▸ Instructions to follow
Return every record below exactly as written, but leave out the pictures.

(Extracted data entries)

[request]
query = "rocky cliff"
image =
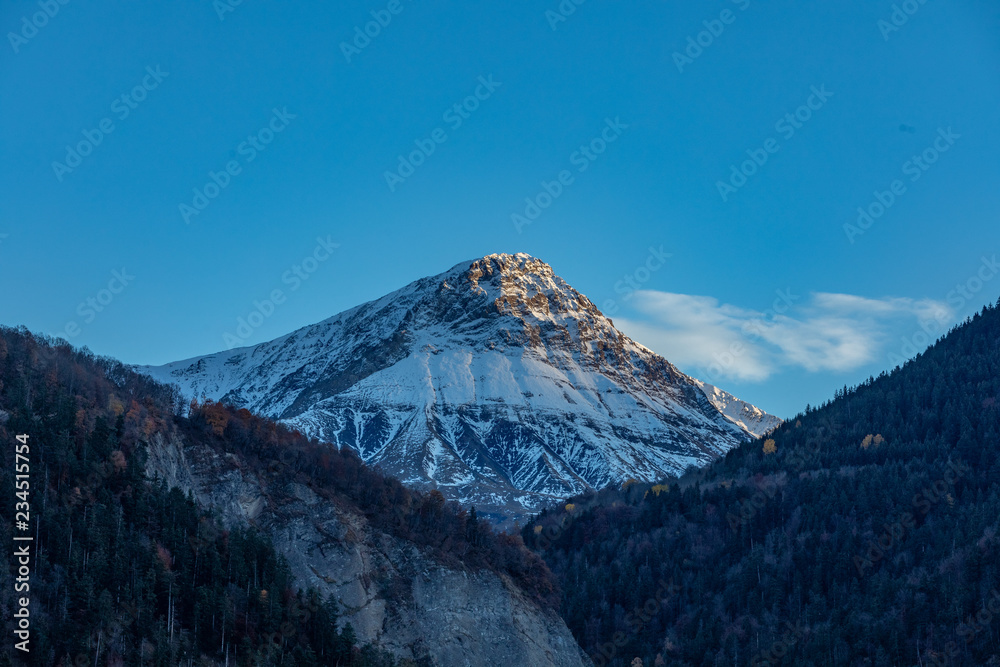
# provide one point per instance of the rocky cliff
(392, 593)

▸ Task output
[request]
query = "rocky cliff"
image =
# provide one point per instance of the rocky cliff
(392, 593)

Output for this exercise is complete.